▶ [What to work on] Only the lines from the one containing "Locate every instance of the upper" through the end of the material are to be echoed, each exactly as it appears.

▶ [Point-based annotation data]
=-=-=-=-=

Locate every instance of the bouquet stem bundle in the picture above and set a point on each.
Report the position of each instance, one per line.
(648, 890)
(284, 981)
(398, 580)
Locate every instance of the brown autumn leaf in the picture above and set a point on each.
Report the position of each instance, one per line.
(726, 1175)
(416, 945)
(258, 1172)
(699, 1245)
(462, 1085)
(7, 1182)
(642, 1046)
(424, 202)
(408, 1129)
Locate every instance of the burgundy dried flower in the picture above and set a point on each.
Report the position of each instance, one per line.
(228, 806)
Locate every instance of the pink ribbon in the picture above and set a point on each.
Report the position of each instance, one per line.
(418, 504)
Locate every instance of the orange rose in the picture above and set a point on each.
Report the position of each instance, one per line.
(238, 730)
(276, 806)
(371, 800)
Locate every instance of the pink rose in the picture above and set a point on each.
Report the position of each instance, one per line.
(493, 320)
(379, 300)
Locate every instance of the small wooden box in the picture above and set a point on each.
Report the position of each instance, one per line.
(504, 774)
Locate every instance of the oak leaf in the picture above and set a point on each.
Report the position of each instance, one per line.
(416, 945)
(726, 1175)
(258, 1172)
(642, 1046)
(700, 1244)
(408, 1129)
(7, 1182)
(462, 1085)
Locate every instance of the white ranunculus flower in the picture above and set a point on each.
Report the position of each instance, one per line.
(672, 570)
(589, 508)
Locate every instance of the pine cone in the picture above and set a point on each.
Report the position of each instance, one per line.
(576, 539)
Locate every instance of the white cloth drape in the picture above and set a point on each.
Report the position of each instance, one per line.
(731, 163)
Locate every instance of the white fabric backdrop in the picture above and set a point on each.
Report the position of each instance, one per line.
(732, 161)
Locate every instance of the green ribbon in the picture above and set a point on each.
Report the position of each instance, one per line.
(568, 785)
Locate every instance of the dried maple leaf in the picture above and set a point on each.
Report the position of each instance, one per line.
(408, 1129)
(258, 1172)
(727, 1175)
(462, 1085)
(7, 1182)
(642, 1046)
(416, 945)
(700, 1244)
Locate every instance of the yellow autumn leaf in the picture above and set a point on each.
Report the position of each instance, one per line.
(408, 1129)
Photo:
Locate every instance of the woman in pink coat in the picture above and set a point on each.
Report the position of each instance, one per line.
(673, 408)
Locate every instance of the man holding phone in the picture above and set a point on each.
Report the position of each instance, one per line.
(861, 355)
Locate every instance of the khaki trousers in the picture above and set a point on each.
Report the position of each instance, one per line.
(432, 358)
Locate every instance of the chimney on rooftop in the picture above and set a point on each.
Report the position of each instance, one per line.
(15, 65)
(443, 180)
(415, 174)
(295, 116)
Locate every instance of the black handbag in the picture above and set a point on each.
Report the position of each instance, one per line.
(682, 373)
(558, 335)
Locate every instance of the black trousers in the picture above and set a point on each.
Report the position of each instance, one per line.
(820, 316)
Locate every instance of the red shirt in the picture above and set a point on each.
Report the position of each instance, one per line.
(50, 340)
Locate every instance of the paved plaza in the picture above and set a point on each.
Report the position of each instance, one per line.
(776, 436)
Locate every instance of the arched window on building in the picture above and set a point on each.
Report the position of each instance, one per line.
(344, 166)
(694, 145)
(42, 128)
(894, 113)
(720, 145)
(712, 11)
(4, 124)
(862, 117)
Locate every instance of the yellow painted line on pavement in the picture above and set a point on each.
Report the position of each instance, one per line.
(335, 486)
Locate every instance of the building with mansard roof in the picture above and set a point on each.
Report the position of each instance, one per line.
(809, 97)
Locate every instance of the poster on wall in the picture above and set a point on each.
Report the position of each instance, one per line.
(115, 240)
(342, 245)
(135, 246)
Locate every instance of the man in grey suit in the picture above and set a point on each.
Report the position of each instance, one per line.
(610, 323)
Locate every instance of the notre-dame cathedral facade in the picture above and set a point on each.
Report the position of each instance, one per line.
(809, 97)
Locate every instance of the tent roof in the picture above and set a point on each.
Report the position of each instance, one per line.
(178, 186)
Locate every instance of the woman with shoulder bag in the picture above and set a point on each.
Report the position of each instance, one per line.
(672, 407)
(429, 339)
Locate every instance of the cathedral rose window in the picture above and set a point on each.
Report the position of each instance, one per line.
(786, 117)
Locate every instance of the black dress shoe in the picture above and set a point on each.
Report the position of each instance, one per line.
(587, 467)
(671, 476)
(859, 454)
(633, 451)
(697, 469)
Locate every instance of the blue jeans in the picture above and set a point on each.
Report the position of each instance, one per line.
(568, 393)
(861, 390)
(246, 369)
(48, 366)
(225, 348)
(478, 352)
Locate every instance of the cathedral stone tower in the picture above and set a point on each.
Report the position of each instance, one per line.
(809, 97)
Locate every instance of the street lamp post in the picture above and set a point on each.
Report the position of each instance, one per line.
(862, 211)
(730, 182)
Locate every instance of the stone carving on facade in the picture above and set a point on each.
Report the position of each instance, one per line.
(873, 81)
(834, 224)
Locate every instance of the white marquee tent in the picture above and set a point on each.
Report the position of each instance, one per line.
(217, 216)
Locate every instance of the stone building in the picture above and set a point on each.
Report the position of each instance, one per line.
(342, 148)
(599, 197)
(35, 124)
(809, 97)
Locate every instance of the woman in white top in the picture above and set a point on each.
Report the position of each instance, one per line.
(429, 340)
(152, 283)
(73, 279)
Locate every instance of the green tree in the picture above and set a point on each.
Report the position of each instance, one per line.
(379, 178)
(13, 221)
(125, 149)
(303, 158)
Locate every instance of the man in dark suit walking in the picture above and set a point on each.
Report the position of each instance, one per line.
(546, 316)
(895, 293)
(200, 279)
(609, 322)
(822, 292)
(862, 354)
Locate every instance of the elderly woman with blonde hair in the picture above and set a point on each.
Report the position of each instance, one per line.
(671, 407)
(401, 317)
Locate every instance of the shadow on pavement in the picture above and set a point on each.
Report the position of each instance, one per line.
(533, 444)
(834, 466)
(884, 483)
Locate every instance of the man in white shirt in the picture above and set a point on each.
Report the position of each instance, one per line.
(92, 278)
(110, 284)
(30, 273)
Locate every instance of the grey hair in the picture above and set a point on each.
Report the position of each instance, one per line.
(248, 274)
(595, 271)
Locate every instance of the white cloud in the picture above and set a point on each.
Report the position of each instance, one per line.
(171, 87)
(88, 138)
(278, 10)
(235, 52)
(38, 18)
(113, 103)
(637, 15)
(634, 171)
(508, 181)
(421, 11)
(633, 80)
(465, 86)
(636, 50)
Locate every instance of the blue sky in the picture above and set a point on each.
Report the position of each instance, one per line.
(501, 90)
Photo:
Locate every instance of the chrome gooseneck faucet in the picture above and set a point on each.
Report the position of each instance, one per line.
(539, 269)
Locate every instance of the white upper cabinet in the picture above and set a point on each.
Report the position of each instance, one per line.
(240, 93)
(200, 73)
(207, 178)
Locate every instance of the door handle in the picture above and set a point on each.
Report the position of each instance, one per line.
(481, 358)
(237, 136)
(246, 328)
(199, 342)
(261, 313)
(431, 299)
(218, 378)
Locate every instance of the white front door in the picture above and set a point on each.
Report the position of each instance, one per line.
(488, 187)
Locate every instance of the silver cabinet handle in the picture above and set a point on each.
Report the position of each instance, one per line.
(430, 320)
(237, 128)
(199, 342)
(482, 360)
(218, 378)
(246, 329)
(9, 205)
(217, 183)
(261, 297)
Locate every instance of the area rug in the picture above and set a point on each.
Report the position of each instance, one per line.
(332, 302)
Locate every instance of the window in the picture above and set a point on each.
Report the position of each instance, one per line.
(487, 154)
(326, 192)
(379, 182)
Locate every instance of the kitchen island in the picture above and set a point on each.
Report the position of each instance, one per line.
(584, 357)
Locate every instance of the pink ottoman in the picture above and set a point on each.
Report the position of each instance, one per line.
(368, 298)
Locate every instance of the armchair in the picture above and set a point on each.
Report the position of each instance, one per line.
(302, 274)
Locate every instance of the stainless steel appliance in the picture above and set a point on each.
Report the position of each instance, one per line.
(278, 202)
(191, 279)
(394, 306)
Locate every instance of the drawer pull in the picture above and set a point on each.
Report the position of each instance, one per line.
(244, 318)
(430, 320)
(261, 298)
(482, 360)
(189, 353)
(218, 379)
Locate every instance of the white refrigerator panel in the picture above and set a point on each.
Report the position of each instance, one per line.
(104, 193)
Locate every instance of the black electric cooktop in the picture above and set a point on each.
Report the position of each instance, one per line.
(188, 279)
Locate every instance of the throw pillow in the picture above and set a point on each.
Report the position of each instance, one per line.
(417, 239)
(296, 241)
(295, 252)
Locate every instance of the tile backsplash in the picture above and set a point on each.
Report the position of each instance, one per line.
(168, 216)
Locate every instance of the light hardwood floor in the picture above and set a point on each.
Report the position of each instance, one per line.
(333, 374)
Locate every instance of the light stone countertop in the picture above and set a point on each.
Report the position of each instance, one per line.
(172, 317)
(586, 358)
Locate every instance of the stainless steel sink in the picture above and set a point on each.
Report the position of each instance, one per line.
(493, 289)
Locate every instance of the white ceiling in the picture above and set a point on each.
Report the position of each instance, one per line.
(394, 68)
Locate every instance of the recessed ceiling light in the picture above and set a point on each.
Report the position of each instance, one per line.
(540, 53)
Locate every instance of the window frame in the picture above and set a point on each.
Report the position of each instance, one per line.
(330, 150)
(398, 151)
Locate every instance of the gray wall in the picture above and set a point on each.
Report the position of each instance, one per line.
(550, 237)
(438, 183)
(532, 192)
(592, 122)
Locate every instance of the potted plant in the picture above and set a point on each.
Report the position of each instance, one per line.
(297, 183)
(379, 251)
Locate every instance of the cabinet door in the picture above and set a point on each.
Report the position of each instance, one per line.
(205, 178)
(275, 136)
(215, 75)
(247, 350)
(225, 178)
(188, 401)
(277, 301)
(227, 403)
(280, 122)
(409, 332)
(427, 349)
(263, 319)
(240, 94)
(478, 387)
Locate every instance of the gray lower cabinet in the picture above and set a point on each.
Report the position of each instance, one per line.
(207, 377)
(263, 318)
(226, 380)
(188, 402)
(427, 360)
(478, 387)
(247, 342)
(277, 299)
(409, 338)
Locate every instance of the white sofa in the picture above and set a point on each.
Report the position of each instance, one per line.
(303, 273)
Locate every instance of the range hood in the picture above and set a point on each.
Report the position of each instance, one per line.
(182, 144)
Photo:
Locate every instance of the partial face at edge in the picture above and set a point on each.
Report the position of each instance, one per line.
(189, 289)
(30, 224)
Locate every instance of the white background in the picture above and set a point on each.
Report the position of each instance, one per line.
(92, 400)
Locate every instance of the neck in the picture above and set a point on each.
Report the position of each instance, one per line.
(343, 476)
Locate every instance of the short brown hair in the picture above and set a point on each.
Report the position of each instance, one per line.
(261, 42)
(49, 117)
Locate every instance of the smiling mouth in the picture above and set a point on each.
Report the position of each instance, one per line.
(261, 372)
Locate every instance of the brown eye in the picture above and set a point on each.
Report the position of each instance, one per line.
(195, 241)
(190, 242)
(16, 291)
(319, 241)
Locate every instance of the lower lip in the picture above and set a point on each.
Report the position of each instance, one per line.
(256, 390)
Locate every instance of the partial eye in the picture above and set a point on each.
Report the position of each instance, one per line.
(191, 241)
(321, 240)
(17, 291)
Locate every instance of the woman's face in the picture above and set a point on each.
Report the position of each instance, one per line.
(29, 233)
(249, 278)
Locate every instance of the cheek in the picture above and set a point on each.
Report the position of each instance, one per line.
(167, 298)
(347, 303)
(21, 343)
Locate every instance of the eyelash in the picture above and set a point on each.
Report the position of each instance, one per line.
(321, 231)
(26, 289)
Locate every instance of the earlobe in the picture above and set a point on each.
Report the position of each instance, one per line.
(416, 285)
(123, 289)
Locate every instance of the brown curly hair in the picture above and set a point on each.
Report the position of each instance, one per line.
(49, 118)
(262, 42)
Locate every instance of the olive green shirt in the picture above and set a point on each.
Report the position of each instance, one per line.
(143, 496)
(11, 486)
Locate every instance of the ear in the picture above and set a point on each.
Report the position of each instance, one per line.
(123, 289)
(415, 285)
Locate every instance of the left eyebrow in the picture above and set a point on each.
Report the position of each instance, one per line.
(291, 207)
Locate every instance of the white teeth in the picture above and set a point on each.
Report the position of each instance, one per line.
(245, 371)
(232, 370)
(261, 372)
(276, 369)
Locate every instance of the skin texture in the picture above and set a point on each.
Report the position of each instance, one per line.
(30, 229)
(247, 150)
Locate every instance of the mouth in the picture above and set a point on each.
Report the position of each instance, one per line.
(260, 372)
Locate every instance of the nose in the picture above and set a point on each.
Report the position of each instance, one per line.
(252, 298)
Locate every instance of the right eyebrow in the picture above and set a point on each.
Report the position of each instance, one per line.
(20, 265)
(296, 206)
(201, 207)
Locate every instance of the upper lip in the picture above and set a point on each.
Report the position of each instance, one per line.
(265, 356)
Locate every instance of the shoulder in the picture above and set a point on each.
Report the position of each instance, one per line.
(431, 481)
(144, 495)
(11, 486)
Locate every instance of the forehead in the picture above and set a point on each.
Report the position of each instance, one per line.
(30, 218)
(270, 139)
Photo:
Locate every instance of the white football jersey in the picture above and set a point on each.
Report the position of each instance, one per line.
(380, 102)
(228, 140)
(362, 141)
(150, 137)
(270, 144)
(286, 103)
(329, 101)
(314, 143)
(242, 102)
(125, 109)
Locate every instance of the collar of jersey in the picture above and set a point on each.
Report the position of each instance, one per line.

=-=-=-=-=

▶ [Exercise response]
Locate every instance of the upper lip in the picture above and set a point on each.
Report the position of each instance, one per line.
(265, 356)
Locate every instance of the shoulder in the picture above and set a point on each.
Report the position of each instance, one per line.
(431, 481)
(144, 495)
(11, 486)
Locate every instance of the forehead in the picture above and set a point on each.
Report the position of each instance, one per line.
(30, 218)
(270, 139)
Photo:
Locate every instance of the white football jersey in the picture above and set a point on each.
Report the position of each instance, one per line.
(380, 102)
(228, 140)
(362, 141)
(150, 137)
(270, 144)
(286, 103)
(329, 101)
(314, 143)
(242, 102)
(125, 109)
Locate every instance of the collar of jersey in the picture above and set a point on each.
Report the position of each instance, one per line.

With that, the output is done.